Exercise :: Pull out every line below that contains the word "would".

Recorded data ::
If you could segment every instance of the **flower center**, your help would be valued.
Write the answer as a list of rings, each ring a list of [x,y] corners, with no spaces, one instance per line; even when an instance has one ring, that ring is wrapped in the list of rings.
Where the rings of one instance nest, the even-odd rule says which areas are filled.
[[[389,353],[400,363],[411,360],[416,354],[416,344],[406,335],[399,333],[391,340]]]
==
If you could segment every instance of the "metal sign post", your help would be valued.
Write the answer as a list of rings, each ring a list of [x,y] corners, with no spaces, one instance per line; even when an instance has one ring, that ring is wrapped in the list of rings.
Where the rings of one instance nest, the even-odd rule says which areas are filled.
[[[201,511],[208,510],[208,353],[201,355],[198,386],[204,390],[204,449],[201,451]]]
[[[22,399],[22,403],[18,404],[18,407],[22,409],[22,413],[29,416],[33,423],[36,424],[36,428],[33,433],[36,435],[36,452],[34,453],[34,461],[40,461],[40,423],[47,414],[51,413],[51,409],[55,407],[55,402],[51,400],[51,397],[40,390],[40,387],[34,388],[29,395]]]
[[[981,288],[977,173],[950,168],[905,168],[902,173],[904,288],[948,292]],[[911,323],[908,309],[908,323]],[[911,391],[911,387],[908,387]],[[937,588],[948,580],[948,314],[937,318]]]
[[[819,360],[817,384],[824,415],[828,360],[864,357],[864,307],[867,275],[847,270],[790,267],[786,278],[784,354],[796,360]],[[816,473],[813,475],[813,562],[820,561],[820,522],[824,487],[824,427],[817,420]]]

Exercise response ::
If you could segment every instance of the **flower center**, your help would be valued.
If you could segment every instance of the "metal sign post", your help would be valued.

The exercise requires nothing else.